### Problem to solve
Copy the data precisely, keeping every character.

Records contained in a dataset:
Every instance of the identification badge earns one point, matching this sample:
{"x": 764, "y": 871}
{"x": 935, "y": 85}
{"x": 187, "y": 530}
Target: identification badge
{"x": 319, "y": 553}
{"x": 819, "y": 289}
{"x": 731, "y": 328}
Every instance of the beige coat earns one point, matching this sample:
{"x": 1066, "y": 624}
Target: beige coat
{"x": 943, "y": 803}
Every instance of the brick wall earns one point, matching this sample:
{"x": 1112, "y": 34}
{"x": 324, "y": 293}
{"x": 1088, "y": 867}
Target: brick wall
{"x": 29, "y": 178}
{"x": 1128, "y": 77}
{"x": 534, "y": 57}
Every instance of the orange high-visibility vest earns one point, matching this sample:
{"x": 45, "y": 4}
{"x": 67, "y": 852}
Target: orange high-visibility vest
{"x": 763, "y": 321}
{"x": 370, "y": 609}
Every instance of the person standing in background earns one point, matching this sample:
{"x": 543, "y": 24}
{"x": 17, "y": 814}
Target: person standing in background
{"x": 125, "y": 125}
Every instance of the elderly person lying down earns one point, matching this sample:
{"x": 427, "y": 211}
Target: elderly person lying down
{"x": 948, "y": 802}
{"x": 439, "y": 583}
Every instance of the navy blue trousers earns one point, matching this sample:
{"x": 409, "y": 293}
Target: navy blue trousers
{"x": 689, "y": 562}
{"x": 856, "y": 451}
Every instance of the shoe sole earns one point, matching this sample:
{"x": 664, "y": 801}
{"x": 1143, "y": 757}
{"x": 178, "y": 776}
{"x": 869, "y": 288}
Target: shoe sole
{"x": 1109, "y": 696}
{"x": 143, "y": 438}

### Result of the task
Every instance of the identification badge earns one point, matching this sample:
{"x": 764, "y": 871}
{"x": 935, "y": 85}
{"x": 187, "y": 530}
Target: identification badge
{"x": 319, "y": 553}
{"x": 819, "y": 289}
{"x": 731, "y": 328}
Every instance of the beige coat earns one point, matching this sample:
{"x": 1066, "y": 624}
Target: beige coat
{"x": 943, "y": 803}
Every instance of the brick wall earns one point, matching this sample:
{"x": 1112, "y": 34}
{"x": 324, "y": 293}
{"x": 1088, "y": 867}
Target: brick wall
{"x": 29, "y": 178}
{"x": 1128, "y": 77}
{"x": 534, "y": 57}
Every instance of the orange high-visibility vest earns one point, matching this sample:
{"x": 45, "y": 4}
{"x": 67, "y": 852}
Target: orange high-visibility vest
{"x": 763, "y": 321}
{"x": 370, "y": 609}
Every instance of the person standing in background earns one point, matching this sample:
{"x": 543, "y": 24}
{"x": 17, "y": 814}
Target: person standing in background
{"x": 125, "y": 125}
Every instance of the elderly person lying down earns one point, matching this sample:
{"x": 427, "y": 211}
Target: elderly person lying down
{"x": 948, "y": 802}
{"x": 439, "y": 583}
Every instance of the navy blue trousers earns one point, matching this sample:
{"x": 409, "y": 293}
Target: navy blue trousers
{"x": 689, "y": 562}
{"x": 856, "y": 451}
Every instance of the shoe sole earns one point, matching this sample:
{"x": 664, "y": 801}
{"x": 1143, "y": 757}
{"x": 178, "y": 776}
{"x": 869, "y": 288}
Target: shoe sole
{"x": 1109, "y": 696}
{"x": 143, "y": 438}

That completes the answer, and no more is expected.